◆ **DESCRIPTION OF THE TASK**
Taking only the lines of the data below from the line with "Mark a point on each instance of the glowing" to the line with "x=368, y=213", ends included, write them out exactly and without pictures.

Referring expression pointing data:
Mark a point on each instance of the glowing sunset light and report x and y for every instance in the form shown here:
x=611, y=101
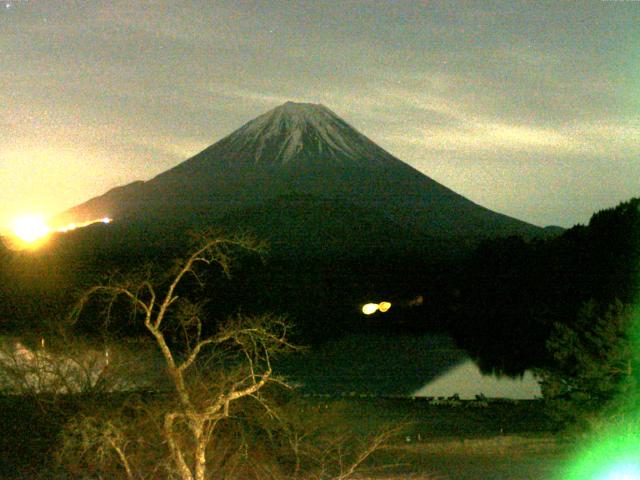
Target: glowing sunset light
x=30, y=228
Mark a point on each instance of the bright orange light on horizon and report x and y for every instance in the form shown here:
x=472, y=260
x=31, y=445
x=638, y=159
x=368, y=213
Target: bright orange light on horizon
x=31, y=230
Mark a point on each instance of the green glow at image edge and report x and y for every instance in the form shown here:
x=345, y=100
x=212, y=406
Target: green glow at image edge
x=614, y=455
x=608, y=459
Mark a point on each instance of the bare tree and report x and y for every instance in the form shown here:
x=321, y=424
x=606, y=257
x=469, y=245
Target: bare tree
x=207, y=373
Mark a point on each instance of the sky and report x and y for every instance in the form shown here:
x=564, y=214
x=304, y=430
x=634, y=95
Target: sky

...

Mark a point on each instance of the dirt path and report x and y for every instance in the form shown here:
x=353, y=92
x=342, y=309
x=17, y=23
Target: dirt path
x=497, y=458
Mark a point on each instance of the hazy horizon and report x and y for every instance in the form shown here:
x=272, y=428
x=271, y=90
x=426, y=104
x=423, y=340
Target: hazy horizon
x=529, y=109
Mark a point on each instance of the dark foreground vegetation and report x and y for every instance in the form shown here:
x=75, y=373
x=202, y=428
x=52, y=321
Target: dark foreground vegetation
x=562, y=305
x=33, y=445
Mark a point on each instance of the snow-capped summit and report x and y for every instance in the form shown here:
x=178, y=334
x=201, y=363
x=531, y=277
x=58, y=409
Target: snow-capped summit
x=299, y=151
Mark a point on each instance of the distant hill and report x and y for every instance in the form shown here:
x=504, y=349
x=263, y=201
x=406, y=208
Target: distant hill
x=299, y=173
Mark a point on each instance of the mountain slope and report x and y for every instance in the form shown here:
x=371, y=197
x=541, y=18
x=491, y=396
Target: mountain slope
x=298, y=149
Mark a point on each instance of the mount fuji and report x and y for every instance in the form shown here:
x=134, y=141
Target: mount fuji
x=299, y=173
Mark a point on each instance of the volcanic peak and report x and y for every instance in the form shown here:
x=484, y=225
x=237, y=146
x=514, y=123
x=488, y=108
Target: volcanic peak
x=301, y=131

◆ **ANSWER SPACE**
Mark a point on each instance of the glowing sunset light and report x and y for every instance in the form shown here:
x=611, y=101
Target: glowing sunset light
x=30, y=228
Mark a point on each instance of the bright orange light on horizon and report x and y for every instance in the form shown here:
x=472, y=260
x=31, y=445
x=638, y=159
x=368, y=213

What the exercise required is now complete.